## Set task:
Report every line in the items below that contains the string "bill", treating uppercase and lowercase as different.

• • • •

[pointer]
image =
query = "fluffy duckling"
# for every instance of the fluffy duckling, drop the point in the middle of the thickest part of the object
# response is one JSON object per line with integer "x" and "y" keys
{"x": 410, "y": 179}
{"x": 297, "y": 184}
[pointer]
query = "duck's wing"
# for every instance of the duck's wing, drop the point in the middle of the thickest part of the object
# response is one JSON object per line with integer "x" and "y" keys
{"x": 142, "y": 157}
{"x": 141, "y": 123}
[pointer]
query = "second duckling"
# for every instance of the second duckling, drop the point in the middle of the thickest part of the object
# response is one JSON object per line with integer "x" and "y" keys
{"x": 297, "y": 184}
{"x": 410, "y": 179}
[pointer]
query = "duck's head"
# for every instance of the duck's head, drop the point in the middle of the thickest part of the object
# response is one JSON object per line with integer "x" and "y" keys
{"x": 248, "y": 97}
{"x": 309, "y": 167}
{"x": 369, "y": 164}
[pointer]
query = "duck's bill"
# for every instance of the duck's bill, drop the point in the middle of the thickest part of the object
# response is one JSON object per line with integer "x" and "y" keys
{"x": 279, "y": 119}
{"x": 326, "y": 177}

• • • •

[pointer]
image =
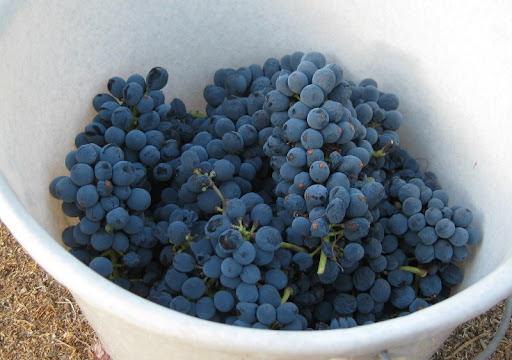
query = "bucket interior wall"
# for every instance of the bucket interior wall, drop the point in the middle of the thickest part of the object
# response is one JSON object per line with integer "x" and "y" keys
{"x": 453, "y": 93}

• • • •

## Reply:
query = "duck's bill"
# for every instance of the duck's bill, drop the point in the middle of the thickest part of the object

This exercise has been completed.